OBJECTIVE | Could you reproduce, without any change, the lines of the records from the one containing "tree. Report the bounding box for every match." through the one containing "[416,399,438,435]", with both of those lines included?

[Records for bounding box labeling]
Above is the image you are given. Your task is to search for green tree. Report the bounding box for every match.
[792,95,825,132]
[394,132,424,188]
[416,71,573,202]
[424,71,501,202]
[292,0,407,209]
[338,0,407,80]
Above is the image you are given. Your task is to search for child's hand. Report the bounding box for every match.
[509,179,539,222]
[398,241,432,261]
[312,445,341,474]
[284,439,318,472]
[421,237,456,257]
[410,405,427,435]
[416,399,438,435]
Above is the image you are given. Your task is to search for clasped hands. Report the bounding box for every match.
...
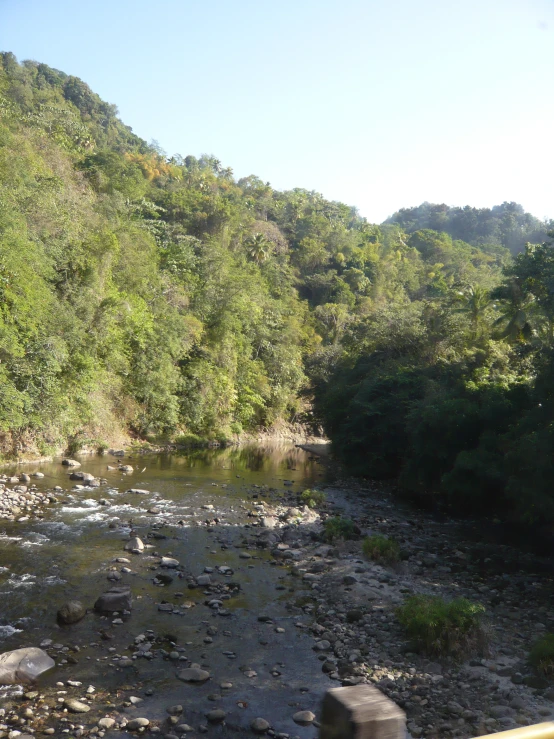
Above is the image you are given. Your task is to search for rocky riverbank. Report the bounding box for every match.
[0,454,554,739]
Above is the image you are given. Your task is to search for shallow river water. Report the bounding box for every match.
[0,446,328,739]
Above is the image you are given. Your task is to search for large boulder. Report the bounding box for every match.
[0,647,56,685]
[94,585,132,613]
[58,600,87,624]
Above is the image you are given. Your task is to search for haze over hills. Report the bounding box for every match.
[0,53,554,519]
==
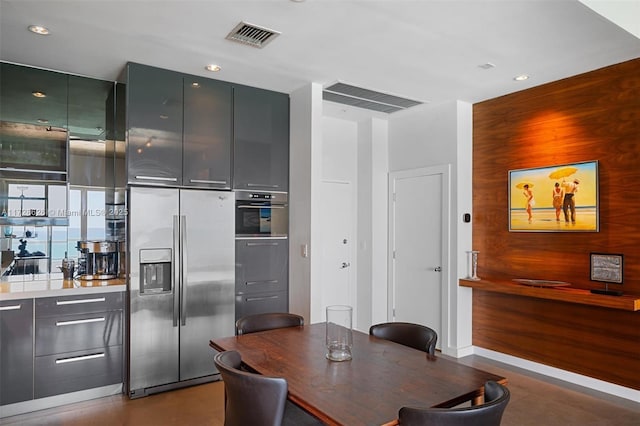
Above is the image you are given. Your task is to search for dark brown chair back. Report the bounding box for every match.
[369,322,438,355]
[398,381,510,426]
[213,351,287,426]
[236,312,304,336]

FULL RESPONSE |
Above is the image you are given. Your task is to search for green tree. Report the bounding box for every match.
[792,95,825,132]
[394,132,424,188]
[416,71,573,202]
[424,71,501,202]
[292,0,407,209]
[338,0,407,80]
Above is the image you are given. Your task is to search for child's hand. Report the bounding box for every match.
[509,179,539,222]
[398,241,432,261]
[312,445,341,474]
[284,439,318,472]
[421,237,456,257]
[410,405,427,435]
[416,399,438,435]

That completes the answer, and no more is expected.